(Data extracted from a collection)
········
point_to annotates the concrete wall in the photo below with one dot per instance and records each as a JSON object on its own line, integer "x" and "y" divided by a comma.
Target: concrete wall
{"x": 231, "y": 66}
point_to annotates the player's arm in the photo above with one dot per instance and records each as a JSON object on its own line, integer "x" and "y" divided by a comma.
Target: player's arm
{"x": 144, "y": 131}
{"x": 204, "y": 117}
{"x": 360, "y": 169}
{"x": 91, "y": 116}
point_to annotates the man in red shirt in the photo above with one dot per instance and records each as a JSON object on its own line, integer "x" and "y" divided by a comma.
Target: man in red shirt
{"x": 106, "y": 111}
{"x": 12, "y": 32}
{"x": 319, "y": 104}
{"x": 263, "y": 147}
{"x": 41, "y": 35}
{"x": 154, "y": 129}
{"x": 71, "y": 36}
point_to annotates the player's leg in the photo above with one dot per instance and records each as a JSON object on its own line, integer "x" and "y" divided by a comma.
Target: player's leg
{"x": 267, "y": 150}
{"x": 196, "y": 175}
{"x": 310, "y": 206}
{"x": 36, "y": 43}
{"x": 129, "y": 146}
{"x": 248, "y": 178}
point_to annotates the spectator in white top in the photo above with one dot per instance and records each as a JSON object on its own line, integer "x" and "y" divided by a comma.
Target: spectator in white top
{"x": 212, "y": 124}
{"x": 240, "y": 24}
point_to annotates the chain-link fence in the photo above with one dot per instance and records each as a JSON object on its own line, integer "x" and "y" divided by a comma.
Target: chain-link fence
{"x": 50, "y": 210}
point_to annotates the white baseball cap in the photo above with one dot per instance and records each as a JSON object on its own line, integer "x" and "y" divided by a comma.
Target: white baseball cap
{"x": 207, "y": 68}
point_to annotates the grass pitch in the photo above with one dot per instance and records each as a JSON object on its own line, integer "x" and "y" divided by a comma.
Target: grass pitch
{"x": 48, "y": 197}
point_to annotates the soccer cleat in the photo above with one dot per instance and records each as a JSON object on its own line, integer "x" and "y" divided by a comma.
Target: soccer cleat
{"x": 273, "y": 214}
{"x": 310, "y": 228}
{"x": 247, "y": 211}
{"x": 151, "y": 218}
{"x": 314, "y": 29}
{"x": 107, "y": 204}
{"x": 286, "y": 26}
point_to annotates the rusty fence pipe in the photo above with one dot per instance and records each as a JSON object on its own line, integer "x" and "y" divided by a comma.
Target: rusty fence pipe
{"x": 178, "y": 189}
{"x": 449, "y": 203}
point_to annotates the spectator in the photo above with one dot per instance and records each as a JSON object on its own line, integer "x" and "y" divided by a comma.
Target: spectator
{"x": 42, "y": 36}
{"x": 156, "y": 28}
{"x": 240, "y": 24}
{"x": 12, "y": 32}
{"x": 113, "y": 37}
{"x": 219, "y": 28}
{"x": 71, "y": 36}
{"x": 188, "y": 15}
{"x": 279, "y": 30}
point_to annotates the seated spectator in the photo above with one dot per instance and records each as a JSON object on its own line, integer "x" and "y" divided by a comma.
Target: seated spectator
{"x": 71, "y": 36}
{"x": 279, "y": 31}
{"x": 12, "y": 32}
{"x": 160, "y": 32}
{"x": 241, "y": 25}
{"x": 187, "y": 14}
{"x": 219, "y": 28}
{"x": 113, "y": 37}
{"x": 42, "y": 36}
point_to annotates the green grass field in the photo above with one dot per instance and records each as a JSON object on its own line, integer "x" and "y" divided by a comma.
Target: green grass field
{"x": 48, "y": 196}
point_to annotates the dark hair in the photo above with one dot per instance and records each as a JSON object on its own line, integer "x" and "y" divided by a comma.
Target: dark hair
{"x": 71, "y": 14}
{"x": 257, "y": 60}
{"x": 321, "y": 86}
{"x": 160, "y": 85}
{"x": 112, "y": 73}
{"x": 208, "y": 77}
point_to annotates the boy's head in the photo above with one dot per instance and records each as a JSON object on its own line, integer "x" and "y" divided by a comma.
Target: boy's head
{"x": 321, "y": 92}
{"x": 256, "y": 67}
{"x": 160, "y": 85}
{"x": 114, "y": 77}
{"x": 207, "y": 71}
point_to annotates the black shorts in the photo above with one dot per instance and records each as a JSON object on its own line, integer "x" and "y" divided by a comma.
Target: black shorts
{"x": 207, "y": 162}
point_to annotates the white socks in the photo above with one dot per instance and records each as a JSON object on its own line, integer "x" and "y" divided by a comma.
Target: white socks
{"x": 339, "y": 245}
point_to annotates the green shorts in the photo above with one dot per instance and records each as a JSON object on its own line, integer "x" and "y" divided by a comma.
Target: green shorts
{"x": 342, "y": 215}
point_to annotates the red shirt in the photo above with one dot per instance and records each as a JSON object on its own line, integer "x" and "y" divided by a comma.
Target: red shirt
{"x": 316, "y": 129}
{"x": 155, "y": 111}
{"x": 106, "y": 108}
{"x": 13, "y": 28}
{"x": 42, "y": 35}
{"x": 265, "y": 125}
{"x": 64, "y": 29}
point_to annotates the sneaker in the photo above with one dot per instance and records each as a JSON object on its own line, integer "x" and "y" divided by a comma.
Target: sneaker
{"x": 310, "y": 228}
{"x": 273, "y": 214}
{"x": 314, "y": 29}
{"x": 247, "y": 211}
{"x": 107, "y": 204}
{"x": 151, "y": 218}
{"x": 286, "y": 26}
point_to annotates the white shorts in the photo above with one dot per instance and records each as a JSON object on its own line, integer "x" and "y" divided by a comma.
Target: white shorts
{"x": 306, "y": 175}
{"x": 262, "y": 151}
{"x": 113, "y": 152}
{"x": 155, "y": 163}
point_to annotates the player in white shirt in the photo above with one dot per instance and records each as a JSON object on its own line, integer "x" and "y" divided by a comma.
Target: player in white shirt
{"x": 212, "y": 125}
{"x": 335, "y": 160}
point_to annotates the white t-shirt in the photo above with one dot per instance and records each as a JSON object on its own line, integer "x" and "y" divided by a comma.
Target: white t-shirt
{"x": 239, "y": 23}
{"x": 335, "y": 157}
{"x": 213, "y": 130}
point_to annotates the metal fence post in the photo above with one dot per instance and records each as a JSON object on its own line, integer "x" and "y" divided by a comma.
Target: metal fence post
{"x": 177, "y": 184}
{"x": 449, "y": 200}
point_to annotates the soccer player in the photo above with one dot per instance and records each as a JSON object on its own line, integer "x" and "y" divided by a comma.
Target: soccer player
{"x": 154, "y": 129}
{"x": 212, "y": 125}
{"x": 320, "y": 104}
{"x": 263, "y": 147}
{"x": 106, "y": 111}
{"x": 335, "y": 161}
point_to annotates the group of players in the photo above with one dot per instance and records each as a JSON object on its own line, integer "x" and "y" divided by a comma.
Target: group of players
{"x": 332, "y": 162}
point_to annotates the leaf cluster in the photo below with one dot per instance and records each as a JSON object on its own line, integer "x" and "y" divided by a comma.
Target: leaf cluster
········
What you have to do: Go through the data and return every record exactly.

Correct answer:
point_to annotates the concrete wall in the photo below with one dot per instance and records each as a JSON object on its own line, integer "x" and "y" divided by a comma.
Target: concrete wall
{"x": 231, "y": 66}
point_to annotates the player's arm in the photo above with one dot per instance and records each as a JSON object on its own line, integer "x" and "y" divided by a comma.
Target: player's arm
{"x": 144, "y": 131}
{"x": 204, "y": 117}
{"x": 360, "y": 169}
{"x": 91, "y": 116}
point_to annotates the man in red shirt in the photo above with one dot per instance and records each as a JSON object on its own line, integer "x" and "y" divided by a comma.
Target: man in red shirt
{"x": 106, "y": 111}
{"x": 12, "y": 32}
{"x": 319, "y": 104}
{"x": 263, "y": 147}
{"x": 41, "y": 35}
{"x": 154, "y": 129}
{"x": 71, "y": 36}
point_to annotates the player's leg in the photo above with one dot per instance and records each as a JSON object on its own line, integer "x" and "y" divided by a comma.
Target: player's leg
{"x": 267, "y": 150}
{"x": 196, "y": 175}
{"x": 310, "y": 206}
{"x": 36, "y": 43}
{"x": 129, "y": 146}
{"x": 248, "y": 178}
point_to annotates the spectator in white top in the photo above with one dot per instance and records each as a JSON object on its own line, integer "x" and "y" divided by a comma.
Target: spectator in white top
{"x": 212, "y": 124}
{"x": 240, "y": 24}
point_to annotates the chain-link fence in the photo above with one dot per instance and records each as a JSON object on its own line, integer "x" and "y" divided by a comma.
Target: chain-link fence
{"x": 50, "y": 210}
point_to annotates the white baseball cap in the photo above with one dot per instance and records each as a JSON object on its own line, integer "x" and "y" divided by a comma.
Target: white baseball cap
{"x": 207, "y": 68}
point_to annotates the grass pitch in the photo above with one dot per instance and records each as a JSON object on its own line, integer "x" and "y" divided by a comma.
Target: grass pitch
{"x": 48, "y": 197}
point_to annotates the soccer cleat in the photo above with one dot per instance and records each as a JSON object on its own line, integer "x" and "y" divided by a comma.
Target: soccer cleat
{"x": 273, "y": 214}
{"x": 310, "y": 228}
{"x": 247, "y": 211}
{"x": 151, "y": 218}
{"x": 314, "y": 29}
{"x": 107, "y": 204}
{"x": 286, "y": 26}
point_to annotates the rusty fence pipe in the photo above with one dot per instance and records each as a JSON object on its own line, integer "x" and "y" divided by a comma.
Target: rusty fence pipe
{"x": 178, "y": 189}
{"x": 449, "y": 203}
point_to annotates the spectator in the photo above with one dot per instance and records each as a JSON object on its own line, integer "x" and "y" divided by a comma.
Target: spectator
{"x": 42, "y": 36}
{"x": 156, "y": 28}
{"x": 240, "y": 24}
{"x": 12, "y": 32}
{"x": 113, "y": 37}
{"x": 219, "y": 28}
{"x": 71, "y": 36}
{"x": 188, "y": 15}
{"x": 279, "y": 30}
point_to annotates the seated spectator in the photo above with one dot per instance and records each as a JSON object on its own line, integer "x" and "y" divided by a comma.
Target: seated spectator
{"x": 71, "y": 36}
{"x": 279, "y": 31}
{"x": 12, "y": 32}
{"x": 160, "y": 32}
{"x": 241, "y": 25}
{"x": 187, "y": 14}
{"x": 219, "y": 28}
{"x": 113, "y": 37}
{"x": 42, "y": 36}
point_to annotates the green grass field in the photo above with one dot per instance and records each as a JSON object on its own line, integer "x" and "y" divided by a comma.
Target: green grass field
{"x": 48, "y": 196}
point_to annotates the dark hair in the photo above with one dot per instance and records each as a JSON object on its own line, integer "x" and "y" divided by a comma.
Target: dark hair
{"x": 71, "y": 14}
{"x": 257, "y": 60}
{"x": 321, "y": 86}
{"x": 160, "y": 85}
{"x": 112, "y": 73}
{"x": 208, "y": 77}
point_to annotates the boy's head in the photo above with one dot per instance and records each as a JSON object on its own line, integer "x" and "y" divided by a comma.
Target: boy's head
{"x": 321, "y": 92}
{"x": 256, "y": 67}
{"x": 160, "y": 85}
{"x": 114, "y": 77}
{"x": 207, "y": 71}
point_to annotates the black shorts in the photo above with one dot per instance and records each as a JSON object on its own line, integer "x" and "y" divided by a comma.
Target: black shorts
{"x": 207, "y": 162}
point_to annotates the white socks in the photo above with one dot per instance and records each as a JSON object on its own line, integer "x" and "y" divided by a comma.
Target: white socks
{"x": 339, "y": 245}
point_to annotates the green shorts in the photo above with one dot per instance and records each as a JSON object on its own line, integer "x" and "y" divided by a comma.
Target: green shorts
{"x": 342, "y": 215}
point_to annotates the red shirt in the photo above with one dot per instance and records each as a JSON object on its own line, integer "x" and "y" divided by a comma.
Target: red shirt
{"x": 316, "y": 129}
{"x": 155, "y": 111}
{"x": 106, "y": 108}
{"x": 13, "y": 28}
{"x": 42, "y": 35}
{"x": 265, "y": 125}
{"x": 64, "y": 29}
point_to annotates the sneaker in the photo above with one dot per instance and records each as a JSON object on its own line, integer "x" and "y" divided by a comma.
Target: sneaker
{"x": 310, "y": 228}
{"x": 273, "y": 214}
{"x": 314, "y": 29}
{"x": 247, "y": 211}
{"x": 107, "y": 204}
{"x": 151, "y": 218}
{"x": 286, "y": 26}
point_to annotates the white shorts in the photo above with one dot per instance and records each as a JSON object on its own line, integer "x" and "y" divided by a comma.
Target: white shorts
{"x": 306, "y": 175}
{"x": 262, "y": 151}
{"x": 113, "y": 152}
{"x": 155, "y": 163}
point_to annotates the player in white shirt in the photo above with one dot per instance and records each as a JSON object on its own line, integer "x" and "y" divided by a comma.
Target: player in white shirt
{"x": 212, "y": 125}
{"x": 335, "y": 160}
point_to annotates the white t-shirt in the photo above with one dot per instance and records each as a JSON object on its own line, integer "x" and "y" divided by a comma.
Target: white t-shirt
{"x": 239, "y": 23}
{"x": 335, "y": 157}
{"x": 213, "y": 130}
point_to annotates the metal fence post in the photo above with one dot per instance and records each as a JSON object on its own line, integer "x" and "y" divided by a comma.
Target: metal fence post
{"x": 177, "y": 184}
{"x": 449, "y": 200}
point_to annotates the soccer player in the photo above with one dot per instance and records each as a JSON object on its own line, integer "x" and "y" divided by a comma.
Target: soccer player
{"x": 154, "y": 129}
{"x": 212, "y": 125}
{"x": 320, "y": 104}
{"x": 263, "y": 147}
{"x": 106, "y": 111}
{"x": 335, "y": 161}
point_to annotates the group of players in the photo above with one dot per instance and records each as a JSON object on its own line, integer "x" and "y" divided by a comma.
Target: group of players
{"x": 332, "y": 162}
point_to annotates the leaf cluster in the photo below with one dot per instance and records each as a JSON object on its own line, integer "x" and "y" divided by a comma.
Target: leaf cluster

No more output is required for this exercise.